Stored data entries
================
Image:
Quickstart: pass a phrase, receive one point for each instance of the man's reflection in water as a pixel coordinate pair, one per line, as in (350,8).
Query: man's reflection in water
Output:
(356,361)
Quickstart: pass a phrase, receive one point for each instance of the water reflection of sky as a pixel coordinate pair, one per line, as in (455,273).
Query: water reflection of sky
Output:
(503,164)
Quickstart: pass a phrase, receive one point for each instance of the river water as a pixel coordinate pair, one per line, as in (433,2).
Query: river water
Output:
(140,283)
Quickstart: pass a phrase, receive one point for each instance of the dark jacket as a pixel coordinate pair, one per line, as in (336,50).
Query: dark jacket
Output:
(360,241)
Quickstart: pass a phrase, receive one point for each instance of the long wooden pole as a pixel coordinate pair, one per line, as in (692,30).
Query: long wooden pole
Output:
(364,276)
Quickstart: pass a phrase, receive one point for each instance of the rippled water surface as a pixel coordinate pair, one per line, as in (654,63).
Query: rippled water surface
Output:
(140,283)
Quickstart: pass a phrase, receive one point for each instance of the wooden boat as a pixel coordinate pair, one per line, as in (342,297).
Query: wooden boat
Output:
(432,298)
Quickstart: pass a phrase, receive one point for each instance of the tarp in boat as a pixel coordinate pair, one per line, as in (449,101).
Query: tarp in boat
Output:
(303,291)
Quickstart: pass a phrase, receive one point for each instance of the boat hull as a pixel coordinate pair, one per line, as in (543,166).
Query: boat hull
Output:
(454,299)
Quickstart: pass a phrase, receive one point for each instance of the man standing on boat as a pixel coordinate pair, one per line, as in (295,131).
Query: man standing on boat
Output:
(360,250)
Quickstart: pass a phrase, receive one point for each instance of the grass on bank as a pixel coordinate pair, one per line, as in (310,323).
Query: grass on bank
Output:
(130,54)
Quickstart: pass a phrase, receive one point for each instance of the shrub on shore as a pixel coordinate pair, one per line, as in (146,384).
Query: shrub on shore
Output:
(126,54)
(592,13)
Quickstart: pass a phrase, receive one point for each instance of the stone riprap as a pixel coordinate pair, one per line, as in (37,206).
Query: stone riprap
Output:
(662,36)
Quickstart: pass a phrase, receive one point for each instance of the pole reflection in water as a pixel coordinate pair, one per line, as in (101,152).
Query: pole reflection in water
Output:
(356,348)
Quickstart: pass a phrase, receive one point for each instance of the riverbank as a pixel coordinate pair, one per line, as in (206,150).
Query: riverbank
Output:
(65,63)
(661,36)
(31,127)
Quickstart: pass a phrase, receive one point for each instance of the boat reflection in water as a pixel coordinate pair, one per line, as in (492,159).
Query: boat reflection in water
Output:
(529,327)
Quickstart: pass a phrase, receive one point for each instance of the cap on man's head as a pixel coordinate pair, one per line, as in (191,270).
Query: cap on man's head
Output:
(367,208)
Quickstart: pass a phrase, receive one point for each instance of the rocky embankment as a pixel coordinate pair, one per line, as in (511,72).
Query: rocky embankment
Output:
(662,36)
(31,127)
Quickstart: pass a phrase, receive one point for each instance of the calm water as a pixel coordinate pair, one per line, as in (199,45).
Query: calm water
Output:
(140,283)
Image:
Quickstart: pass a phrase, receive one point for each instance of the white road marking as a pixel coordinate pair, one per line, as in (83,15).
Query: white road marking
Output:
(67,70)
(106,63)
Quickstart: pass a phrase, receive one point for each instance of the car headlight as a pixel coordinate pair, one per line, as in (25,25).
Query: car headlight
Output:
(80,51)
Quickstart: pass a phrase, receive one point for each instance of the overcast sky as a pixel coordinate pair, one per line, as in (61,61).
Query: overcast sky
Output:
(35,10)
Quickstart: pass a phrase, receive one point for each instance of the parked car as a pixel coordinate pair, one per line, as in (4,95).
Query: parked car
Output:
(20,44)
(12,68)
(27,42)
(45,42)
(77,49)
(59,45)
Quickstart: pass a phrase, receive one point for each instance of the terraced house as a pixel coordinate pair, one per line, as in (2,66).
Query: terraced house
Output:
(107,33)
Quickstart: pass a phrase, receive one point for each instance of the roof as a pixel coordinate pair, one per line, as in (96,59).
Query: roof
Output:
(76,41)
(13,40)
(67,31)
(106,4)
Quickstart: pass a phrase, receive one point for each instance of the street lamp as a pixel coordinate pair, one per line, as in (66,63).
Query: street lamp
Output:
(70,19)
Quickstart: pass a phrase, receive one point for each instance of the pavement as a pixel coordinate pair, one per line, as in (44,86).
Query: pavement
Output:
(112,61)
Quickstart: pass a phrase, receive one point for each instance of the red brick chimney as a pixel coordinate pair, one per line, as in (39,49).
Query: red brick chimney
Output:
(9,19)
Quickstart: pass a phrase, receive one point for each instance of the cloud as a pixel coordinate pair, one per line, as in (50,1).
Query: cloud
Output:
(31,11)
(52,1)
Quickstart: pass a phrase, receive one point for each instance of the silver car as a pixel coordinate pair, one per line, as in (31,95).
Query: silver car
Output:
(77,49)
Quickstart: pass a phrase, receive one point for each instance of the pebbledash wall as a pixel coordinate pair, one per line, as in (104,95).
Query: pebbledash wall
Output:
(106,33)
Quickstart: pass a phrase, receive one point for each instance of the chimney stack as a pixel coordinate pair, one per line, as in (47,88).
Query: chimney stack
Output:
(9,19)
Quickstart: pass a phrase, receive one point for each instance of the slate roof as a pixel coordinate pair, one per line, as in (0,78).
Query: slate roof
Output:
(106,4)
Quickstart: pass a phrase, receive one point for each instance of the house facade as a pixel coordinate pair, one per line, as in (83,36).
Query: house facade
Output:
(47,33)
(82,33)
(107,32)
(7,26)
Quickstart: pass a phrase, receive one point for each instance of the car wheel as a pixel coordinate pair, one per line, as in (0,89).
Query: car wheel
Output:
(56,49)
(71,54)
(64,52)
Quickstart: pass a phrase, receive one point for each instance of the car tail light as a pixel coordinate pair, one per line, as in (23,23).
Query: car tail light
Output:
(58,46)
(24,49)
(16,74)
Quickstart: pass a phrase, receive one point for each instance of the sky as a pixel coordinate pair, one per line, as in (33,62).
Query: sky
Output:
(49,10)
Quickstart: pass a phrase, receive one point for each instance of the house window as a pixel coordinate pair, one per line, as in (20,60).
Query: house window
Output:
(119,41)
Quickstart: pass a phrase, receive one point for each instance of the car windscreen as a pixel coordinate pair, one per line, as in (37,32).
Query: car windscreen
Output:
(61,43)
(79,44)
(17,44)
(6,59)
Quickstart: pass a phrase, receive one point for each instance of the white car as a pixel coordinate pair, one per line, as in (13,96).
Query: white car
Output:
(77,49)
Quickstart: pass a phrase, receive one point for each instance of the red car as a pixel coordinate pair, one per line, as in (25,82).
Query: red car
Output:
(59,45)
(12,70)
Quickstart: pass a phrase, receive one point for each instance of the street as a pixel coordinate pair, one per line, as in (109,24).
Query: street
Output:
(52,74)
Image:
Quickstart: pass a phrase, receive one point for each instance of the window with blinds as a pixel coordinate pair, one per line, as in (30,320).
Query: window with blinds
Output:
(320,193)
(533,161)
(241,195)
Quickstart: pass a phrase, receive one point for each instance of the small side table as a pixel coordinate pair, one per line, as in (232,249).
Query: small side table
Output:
================
About this task: Take every line from the records above that has the word "wheel" and copy it.

Reply to the exercise:
Quickstart: pass a phrase, receive one point for each instance of the car wheel as a pixel coordinate pair, one per line, as in (0,89).
Query: car wheel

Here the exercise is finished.